*Work instructions:* What you return must match the records exactly, with every line included.
___ Data records ___
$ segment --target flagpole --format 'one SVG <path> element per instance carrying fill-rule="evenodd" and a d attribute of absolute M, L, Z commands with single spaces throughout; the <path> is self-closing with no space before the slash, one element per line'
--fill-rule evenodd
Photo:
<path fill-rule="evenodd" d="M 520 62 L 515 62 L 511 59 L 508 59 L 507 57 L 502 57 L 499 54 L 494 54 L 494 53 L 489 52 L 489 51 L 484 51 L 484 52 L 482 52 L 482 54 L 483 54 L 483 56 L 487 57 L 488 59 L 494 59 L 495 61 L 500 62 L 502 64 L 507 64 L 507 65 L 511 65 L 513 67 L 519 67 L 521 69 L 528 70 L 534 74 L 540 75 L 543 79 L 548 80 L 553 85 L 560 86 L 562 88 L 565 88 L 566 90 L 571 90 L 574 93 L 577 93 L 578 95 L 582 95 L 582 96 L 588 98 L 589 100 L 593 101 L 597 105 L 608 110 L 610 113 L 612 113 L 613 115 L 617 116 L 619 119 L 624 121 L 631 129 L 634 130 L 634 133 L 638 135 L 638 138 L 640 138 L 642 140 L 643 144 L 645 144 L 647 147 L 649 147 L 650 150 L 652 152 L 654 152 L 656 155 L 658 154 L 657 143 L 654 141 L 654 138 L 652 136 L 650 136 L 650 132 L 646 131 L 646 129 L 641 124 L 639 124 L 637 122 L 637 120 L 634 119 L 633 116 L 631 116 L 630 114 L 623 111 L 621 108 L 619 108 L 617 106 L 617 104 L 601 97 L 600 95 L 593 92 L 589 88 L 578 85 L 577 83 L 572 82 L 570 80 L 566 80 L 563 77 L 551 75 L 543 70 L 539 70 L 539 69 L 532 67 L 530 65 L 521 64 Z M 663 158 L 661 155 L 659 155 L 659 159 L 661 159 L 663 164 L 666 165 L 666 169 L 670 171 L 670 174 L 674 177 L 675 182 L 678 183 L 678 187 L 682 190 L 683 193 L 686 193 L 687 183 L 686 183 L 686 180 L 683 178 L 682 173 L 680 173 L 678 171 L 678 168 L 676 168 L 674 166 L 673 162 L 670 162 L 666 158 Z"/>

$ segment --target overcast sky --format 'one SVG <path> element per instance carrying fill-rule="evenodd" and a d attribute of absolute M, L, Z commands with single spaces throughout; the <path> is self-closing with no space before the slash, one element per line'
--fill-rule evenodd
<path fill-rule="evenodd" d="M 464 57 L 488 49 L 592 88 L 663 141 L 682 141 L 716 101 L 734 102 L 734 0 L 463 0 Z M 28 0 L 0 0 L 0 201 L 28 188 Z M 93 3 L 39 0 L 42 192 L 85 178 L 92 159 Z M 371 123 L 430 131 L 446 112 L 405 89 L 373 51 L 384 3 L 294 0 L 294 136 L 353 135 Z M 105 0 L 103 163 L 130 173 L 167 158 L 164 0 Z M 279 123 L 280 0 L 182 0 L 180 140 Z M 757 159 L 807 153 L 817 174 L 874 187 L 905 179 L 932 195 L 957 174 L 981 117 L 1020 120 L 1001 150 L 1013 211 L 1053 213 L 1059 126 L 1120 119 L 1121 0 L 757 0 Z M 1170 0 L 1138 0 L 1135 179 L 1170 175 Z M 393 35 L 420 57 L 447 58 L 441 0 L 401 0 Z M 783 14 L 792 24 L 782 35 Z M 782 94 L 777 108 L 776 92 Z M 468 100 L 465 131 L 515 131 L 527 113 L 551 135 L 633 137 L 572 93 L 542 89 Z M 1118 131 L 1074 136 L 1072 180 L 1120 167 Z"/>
___
*Expected answer:*
$ segment --target flagpole --format 'one SVG <path> element per instance carrying fill-rule="evenodd" and a d attribute of absolute M, L, Z commands with single spaces throughout; the <path> is self-closing with no space before the slash, one element per line'
--fill-rule evenodd
Photo:
<path fill-rule="evenodd" d="M 520 62 L 515 62 L 511 59 L 508 59 L 507 57 L 502 57 L 499 54 L 494 54 L 494 53 L 489 52 L 489 51 L 484 51 L 484 52 L 482 52 L 482 54 L 483 54 L 483 56 L 487 57 L 488 59 L 494 59 L 495 61 L 500 62 L 502 64 L 507 64 L 507 65 L 511 65 L 513 67 L 519 67 L 521 69 L 528 70 L 534 74 L 540 75 L 543 79 L 548 80 L 553 85 L 560 86 L 562 88 L 565 88 L 566 90 L 571 90 L 574 93 L 577 93 L 578 95 L 582 95 L 582 96 L 588 98 L 589 100 L 593 101 L 597 105 L 608 110 L 610 113 L 612 113 L 613 115 L 617 116 L 619 119 L 624 121 L 631 129 L 634 130 L 634 133 L 638 135 L 638 138 L 640 138 L 642 140 L 643 144 L 645 144 L 647 147 L 649 147 L 650 150 L 652 152 L 654 152 L 656 155 L 658 154 L 657 143 L 654 141 L 654 138 L 652 136 L 650 136 L 650 132 L 646 131 L 646 129 L 641 124 L 639 124 L 637 122 L 637 120 L 634 119 L 633 116 L 631 116 L 630 114 L 623 111 L 621 108 L 619 108 L 617 106 L 617 104 L 601 97 L 600 95 L 593 92 L 589 88 L 578 85 L 577 83 L 572 82 L 570 80 L 566 80 L 563 77 L 551 75 L 543 70 L 539 70 L 539 69 L 532 67 L 530 65 L 521 64 Z M 663 158 L 661 155 L 659 155 L 659 159 L 661 159 L 663 164 L 666 165 L 666 169 L 670 171 L 670 174 L 674 177 L 675 182 L 678 183 L 678 187 L 682 190 L 683 193 L 686 193 L 687 183 L 686 183 L 686 180 L 683 178 L 682 173 L 680 173 L 678 171 L 678 168 L 676 168 L 674 166 L 673 162 L 670 162 L 666 158 Z"/>

$ segment --target overcast sky --format 'one SVG <path> element per instance carrying fill-rule="evenodd" and a d attribute of absolute M, L, Z commands with single spaces throughout; the <path> is self-closing with no space before the slash, one element per line'
--fill-rule evenodd
<path fill-rule="evenodd" d="M 464 57 L 488 49 L 592 88 L 663 141 L 682 141 L 716 101 L 734 102 L 734 0 L 463 0 Z M 28 0 L 0 0 L 0 201 L 28 188 Z M 93 3 L 39 0 L 42 192 L 85 178 L 92 159 Z M 371 123 L 430 131 L 446 112 L 405 89 L 373 51 L 384 3 L 294 0 L 294 136 L 353 135 Z M 105 0 L 103 163 L 130 173 L 167 158 L 164 0 Z M 279 123 L 280 0 L 182 0 L 180 140 Z M 757 159 L 807 153 L 817 174 L 874 187 L 905 179 L 932 195 L 957 174 L 981 117 L 1020 120 L 1001 150 L 1013 211 L 1053 213 L 1059 126 L 1120 119 L 1121 0 L 757 0 Z M 1170 0 L 1138 0 L 1135 179 L 1170 175 Z M 393 35 L 420 57 L 447 58 L 441 0 L 401 0 Z M 783 14 L 792 24 L 782 35 Z M 782 94 L 777 108 L 776 92 Z M 468 100 L 465 131 L 515 131 L 527 113 L 551 135 L 633 137 L 572 93 L 542 89 Z M 1118 131 L 1074 136 L 1072 180 L 1120 167 Z"/>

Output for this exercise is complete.